How to complete this task:
Your reply should be a faithful copy of the records below, free of pictures.

Dataset entries:
---*---
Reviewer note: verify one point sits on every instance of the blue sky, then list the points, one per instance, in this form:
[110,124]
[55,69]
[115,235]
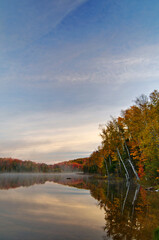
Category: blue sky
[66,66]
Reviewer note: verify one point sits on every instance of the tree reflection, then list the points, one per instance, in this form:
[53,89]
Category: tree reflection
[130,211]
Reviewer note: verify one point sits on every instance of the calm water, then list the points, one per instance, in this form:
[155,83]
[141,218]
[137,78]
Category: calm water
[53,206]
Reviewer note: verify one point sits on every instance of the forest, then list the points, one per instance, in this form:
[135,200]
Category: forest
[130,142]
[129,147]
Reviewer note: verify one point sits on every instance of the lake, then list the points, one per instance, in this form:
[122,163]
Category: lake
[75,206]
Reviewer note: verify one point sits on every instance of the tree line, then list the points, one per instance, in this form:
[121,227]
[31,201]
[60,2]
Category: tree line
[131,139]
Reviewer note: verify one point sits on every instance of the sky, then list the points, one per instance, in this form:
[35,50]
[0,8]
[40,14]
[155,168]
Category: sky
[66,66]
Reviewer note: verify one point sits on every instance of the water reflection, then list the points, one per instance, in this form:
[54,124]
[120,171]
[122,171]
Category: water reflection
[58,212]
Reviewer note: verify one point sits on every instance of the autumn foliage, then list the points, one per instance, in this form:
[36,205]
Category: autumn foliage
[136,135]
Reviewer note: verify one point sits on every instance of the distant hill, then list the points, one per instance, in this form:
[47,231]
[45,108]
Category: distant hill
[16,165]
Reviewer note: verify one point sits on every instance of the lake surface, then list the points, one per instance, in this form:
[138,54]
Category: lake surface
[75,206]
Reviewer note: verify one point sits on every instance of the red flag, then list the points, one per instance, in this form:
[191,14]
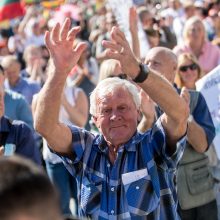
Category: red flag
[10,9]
---*---
Written answer:
Reviewer note: verify one point sits on every instance of the blue sky, then list the points, one per instance, in this form:
[110,124]
[55,69]
[115,235]
Category: blue sky
[66,66]
Reviewer note: verify one point sits on every instance of the tree reflection, then list the points, one per instance, in this form:
[53,89]
Category: tree reflection
[130,211]
Reviewer note: verify one point sits on every instance of the calm water, then list the points, one per instance, in this form:
[155,83]
[141,218]
[137,78]
Category: calm water
[53,206]
Reviewer note: verify one point sits on every instance of the forest, then list the points, one per instance, in this form:
[135,200]
Category: forest
[130,142]
[129,147]
Reviewer note: verify one point sits on every instance of the lake, then list the points, one per instance, in this form:
[122,163]
Category: lake
[75,206]
Reviewer note: verify one point sits on every instance of the tree line, then list the points, one per instance, in this form:
[121,227]
[31,201]
[60,2]
Category: tree line
[131,139]
Reviewer note: verify one point sits on every instance of the sky, then list the points, one per instance, in this form:
[35,50]
[0,8]
[40,14]
[155,168]
Category: sky
[66,66]
Reviewer note: verify one point sits on every instance of the water reflection, then list the points, one per instance, in this form:
[54,124]
[120,171]
[122,171]
Category: water reflection
[58,212]
Reviewer note: verify one point sits on every instance of the autumn foliage, then list the points, one per instance, in this form:
[36,205]
Category: autumn foliage
[136,135]
Reviewer note: verify one point sits on every instance of the distant hill, then list the points, one per instance, in this form:
[47,231]
[45,108]
Category: distant hill
[16,165]
Reviewer note: verify one point sits on every instance of the lake surface, then list the points, one per instance, in this form:
[138,54]
Category: lake surface
[75,206]
Reviewer note: verify one point sits on every instance of the red flag, then list the points, one per instance, in this form:
[191,14]
Category: red flag
[10,9]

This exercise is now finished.